*Task objective*:
Only an exact repetition of all the entries will be accepted.

*Records for this task*:
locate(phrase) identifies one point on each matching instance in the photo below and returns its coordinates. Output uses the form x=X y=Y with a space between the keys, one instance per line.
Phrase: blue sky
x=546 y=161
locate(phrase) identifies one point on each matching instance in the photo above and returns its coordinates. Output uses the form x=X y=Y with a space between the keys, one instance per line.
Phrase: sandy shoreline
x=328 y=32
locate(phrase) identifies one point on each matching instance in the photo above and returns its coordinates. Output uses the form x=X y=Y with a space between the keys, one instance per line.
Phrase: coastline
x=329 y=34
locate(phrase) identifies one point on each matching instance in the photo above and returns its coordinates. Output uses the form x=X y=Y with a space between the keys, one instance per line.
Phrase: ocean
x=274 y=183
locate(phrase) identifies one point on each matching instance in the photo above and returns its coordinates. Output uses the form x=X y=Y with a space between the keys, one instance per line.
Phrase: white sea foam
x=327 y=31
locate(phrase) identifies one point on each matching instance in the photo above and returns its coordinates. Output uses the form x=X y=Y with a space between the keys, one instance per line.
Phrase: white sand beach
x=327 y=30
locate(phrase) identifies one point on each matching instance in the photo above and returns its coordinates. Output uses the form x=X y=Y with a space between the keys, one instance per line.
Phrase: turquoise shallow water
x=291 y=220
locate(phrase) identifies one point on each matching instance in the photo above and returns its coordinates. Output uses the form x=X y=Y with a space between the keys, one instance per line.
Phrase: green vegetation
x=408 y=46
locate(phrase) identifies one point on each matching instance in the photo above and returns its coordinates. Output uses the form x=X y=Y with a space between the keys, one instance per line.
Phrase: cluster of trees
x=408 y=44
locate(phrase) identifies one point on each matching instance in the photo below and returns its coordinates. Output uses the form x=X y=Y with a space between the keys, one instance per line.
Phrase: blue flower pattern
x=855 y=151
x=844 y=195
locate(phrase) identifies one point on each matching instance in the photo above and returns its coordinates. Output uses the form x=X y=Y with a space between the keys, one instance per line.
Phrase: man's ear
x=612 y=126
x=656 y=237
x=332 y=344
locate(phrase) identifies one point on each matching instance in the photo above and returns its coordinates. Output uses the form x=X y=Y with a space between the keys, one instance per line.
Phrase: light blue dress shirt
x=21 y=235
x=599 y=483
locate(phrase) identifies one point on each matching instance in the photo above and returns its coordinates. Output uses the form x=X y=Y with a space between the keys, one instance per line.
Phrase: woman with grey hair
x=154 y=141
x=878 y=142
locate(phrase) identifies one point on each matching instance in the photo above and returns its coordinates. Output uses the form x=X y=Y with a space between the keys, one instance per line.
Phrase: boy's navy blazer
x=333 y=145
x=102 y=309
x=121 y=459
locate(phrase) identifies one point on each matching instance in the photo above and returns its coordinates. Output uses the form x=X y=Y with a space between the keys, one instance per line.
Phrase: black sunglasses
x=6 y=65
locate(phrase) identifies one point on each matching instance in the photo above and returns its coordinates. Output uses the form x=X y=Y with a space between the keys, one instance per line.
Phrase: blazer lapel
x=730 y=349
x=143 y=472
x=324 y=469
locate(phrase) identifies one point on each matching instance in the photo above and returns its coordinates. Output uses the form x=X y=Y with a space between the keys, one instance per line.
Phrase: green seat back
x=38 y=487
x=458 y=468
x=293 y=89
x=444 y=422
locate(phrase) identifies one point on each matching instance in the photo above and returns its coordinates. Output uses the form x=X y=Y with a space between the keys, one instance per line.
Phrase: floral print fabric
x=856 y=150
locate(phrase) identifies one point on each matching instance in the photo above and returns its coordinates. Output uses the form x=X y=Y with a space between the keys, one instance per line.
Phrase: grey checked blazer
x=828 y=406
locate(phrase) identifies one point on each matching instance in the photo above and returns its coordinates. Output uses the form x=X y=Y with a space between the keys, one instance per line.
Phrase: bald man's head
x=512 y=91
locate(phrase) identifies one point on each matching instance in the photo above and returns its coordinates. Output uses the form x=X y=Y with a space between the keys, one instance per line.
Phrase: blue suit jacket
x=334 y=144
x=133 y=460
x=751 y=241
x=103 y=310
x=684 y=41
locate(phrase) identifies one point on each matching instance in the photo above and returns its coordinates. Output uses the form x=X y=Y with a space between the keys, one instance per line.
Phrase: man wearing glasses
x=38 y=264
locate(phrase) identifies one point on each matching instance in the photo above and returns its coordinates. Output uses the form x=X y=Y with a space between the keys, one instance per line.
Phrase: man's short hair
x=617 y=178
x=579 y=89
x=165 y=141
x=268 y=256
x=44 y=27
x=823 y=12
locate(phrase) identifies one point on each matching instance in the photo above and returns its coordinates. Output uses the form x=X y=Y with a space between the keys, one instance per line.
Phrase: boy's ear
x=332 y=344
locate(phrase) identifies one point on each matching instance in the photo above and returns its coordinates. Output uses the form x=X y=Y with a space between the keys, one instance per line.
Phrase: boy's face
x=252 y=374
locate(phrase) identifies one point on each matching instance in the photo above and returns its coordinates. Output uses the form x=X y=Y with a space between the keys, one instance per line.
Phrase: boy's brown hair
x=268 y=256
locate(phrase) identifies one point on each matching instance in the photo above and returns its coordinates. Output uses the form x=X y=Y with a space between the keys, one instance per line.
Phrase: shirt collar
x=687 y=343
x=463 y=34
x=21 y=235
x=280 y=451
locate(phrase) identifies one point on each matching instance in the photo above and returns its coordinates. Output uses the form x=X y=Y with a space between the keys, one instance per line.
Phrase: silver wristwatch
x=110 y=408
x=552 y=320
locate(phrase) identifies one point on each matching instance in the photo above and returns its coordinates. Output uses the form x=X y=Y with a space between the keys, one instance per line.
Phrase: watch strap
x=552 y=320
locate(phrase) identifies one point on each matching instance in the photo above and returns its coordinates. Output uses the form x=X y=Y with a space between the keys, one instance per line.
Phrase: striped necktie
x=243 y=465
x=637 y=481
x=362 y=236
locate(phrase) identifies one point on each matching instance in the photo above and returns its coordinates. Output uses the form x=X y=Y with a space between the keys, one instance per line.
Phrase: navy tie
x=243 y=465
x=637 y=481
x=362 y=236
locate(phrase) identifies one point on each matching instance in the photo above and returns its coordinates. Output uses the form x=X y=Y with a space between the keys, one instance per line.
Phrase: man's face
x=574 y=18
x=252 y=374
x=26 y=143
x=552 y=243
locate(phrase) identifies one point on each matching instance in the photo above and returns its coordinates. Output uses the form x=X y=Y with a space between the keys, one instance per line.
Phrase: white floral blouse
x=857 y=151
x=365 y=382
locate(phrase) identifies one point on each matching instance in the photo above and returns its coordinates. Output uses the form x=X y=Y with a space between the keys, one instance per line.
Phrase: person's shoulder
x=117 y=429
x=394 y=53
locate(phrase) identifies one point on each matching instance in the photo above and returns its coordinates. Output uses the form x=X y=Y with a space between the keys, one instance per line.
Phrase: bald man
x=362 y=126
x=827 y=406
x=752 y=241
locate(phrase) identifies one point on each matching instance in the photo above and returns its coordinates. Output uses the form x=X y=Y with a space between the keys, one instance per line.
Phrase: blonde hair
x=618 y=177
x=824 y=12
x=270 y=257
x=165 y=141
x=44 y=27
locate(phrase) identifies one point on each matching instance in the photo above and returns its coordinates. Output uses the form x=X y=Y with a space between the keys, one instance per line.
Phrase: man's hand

*Written answer*:
locate(phrase) identifies one point on each matching instance in the photo below and returns its coordinates. Output uses the form x=X y=Y with a space between the keys, one instance per line.
Phrase: blue sky
x=546 y=161
locate(phrase) identifies one point on each matching instance in the photo above and returns its coordinates. Output uses the form x=X y=Y with a space between the keys, one instance per line.
Phrase: sandy shoreline
x=328 y=32
locate(phrase) identifies one point on each matching instance in the photo above and returns its coordinates. Output uses the form x=X y=Y with a space between the keys, one instance per line.
Phrase: coastline
x=329 y=34
locate(phrase) identifies one point on each matching instance in the photo above and returns its coordinates. Output uses the form x=X y=Y with a space between the keys, one instance per line.
Phrase: ocean
x=274 y=183
locate(phrase) identifies one point on each matching instance in the photo above and returns its coordinates. Output uses the form x=X y=Y with a space between the keys, one instance per line.
Phrase: white sea foam
x=327 y=31
locate(phrase) identifies one point on each matching instance in the photo above and returns its coordinates. Output uses the form x=X y=Y with a space between the keys, one instance per line.
Phrase: white sand beach
x=327 y=30
locate(phrase) identifies one point on each matching instance in the photo above and returns its coordinates. Output uses the form x=X y=Y with a space between the keys, one instance per line.
Phrase: turquoise shallow water
x=291 y=220
locate(phrase) identifies one point on each matching instance in the photo above and returns its coordinates. Output uses the form x=X y=Y with a space between the keys, one instance per line.
Phrase: green vegetation
x=408 y=46
locate(phrase) identifies one point on each matching instance in the photo above and returns its coordinates. Output uses the form x=X y=Y with a space between the keys, one instance per line.
Phrase: cluster of trees
x=408 y=44
locate(phrase) identifies one point on each matching instance in the photo below and returns its coordinates. Output uses the form x=X y=Y with a space between the keys, one instance per line.
Phrase: blue flower pattern
x=855 y=151
x=844 y=195
locate(phrase) identifies one point on each matching instance in the photo above and returns its coordinates. Output uses the form x=X y=Y with a space between the keys, one instance per line.
Phrase: man's ear
x=612 y=126
x=656 y=237
x=332 y=344
locate(phrase) identifies one point on each matching instance in the photo above and returns its coordinates. Output uses the form x=X y=Y with a space between the keys, one instance per line.
Phrase: light blue dress shirt
x=21 y=235
x=599 y=483
locate(phrase) identifies one point on each matching instance in the photo above and returns its coordinates. Output uses the form x=X y=Y with a space between the keys, one instance per line.
Phrase: woman with grey hair
x=154 y=141
x=878 y=142
locate(phrase) identifies one point on each matching instance in the photo above and returns its coordinates. Output uses the form x=X y=Y with a space between the keys, one instance per line.
Phrase: boy's navy blazer
x=333 y=145
x=102 y=309
x=121 y=459
locate(phrase) identifies one point on each matching instance in the photo above and returns its coordinates. Output uses the form x=X y=Y with a space between the keys, one instance per line.
Phrase: black sunglasses
x=6 y=65
locate(phrase) identifies one point on each matching instance in the photo above and returns its coordinates. Output uses the form x=X y=Y with a space between the keys, one instance per line.
Phrase: blazer lapel
x=730 y=349
x=143 y=472
x=324 y=469
locate(phrase) identifies one point on each matching instance in the photo above and returns its coordinates. Output uses the form x=X y=Y with a space between the keys, one instance per line.
Phrase: green seat back
x=38 y=487
x=458 y=468
x=293 y=89
x=444 y=422
locate(phrase) identifies one point on each matching instance in the photo above and returns its coordinates. Output uses the form x=X y=Y with a space between the keys, one instance per line.
Phrase: floral print fabric
x=856 y=150
locate(phrase) identifies one point on each matching instance in the photo above and returns its coordinates. Output uses the form x=X y=Y with a space between the keys, one instance per line.
Phrase: grey checked blazer
x=828 y=406
locate(phrase) identifies one point on each matching instance in the photo above and returns its coordinates. Output uses the form x=X y=Y with a space between the keys, one instance per line.
Phrase: bald man's head
x=512 y=91
locate(phrase) identifies one point on each matching instance in the photo above and returns its coordinates. Output uses the form x=X y=Y with a space between the keys, one instance per line.
Phrase: blue suit jacket
x=334 y=144
x=133 y=460
x=751 y=241
x=103 y=310
x=684 y=41
locate(phrase) identifies one point on each matching instance in the photo above and returns its coordinates. Output uses the form x=X y=Y with a space between the keys, one instance per line.
Phrase: man wearing glasses
x=38 y=264
locate(phrase) identifies one point on each matching instance in the photo above and returns its coordinates. Output uses the form x=X y=Y with a space between the keys, one instance per line.
Phrase: man's short hair
x=617 y=178
x=579 y=89
x=165 y=141
x=268 y=256
x=44 y=27
x=823 y=12
locate(phrase) identifies one point on each matching instance in the photo above and returns its coordinates. Output uses the form x=X y=Y with a space between the keys, one instance per line.
Phrase: boy's ear
x=332 y=344
locate(phrase) identifies one point on each matching instance in the photo above and returns its coordinates. Output uses the form x=X y=Y with a space between the keys, one instance per line.
Phrase: boy's face
x=252 y=374
locate(phrase) identifies one point on each matching instance in the photo above and returns its coordinates. Output uses the form x=X y=Y with a space between the keys, one instance per line.
Phrase: boy's brown hair
x=268 y=256
locate(phrase) identifies one point on each matching instance in the photo above and returns its coordinates. Output uses the form x=X y=Y with a space between the keys, one instance per line.
Phrase: shirt collar
x=687 y=343
x=463 y=34
x=21 y=235
x=280 y=451
locate(phrase) identifies one point on each matching instance in the photo above and returns its coordinates. Output uses the form x=X y=Y with a space between the keys, one instance per line.
Phrase: silver wristwatch
x=110 y=408
x=552 y=320
locate(phrase) identifies one point on each matching instance in the photo above and returns its coordinates. Output uses the form x=X y=Y with a space between the keys, one instance per line.
Phrase: watch strap
x=552 y=320
locate(phrase) identifies one point on each matching instance in the photo above and returns its coordinates. Output uses the form x=X y=Y with a space between the keys, one instance per line.
Phrase: striped necktie
x=243 y=465
x=637 y=481
x=362 y=236
locate(phrase) identifies one point on each matching instance in the photo above and returns its coordinates. Output uses the form x=X y=Y with a space between the keys, one instance per line.
Phrase: navy tie
x=243 y=465
x=637 y=481
x=362 y=236
locate(phrase) identifies one point on each matching instance in the photo above and returns its coordinates. Output uses the form x=X y=Y with a space between the keys, one instance per line.
Phrase: man's face
x=574 y=18
x=252 y=374
x=26 y=143
x=552 y=243
locate(phrase) identifies one point on each matching instance in the photo above and returns its coordinates. Output uses the form x=X y=Y with a space between the keys, one instance per line.
Phrase: white floral blouse
x=857 y=151
x=365 y=382
locate(phrase) identifies one point on each matching instance in the photo above and returns its coordinates. Output uses the form x=X y=Y with a space between the keys, one instance per line.
Phrase: person's shoulder
x=117 y=429
x=394 y=53
locate(phrase) identifies one point on each matching instance in the photo above and returns its coordinates. Output uses the form x=X y=Y with a space between the keys, one instance per line.
Phrase: bald man
x=362 y=126
x=827 y=406
x=752 y=241
locate(phrase) identifies one point on each matching instance in the photo above and returns its coordinates. Output uses the form x=X y=Y with a space between the keys, one instance per line.
Phrase: blonde hair
x=618 y=177
x=824 y=12
x=270 y=257
x=165 y=141
x=44 y=27
locate(phrase) identifies one point on each matching instance in the photo above and returns its coordinates. Output uses the form x=X y=Y with a space between the keys, one instance per line.
Phrase: man's hand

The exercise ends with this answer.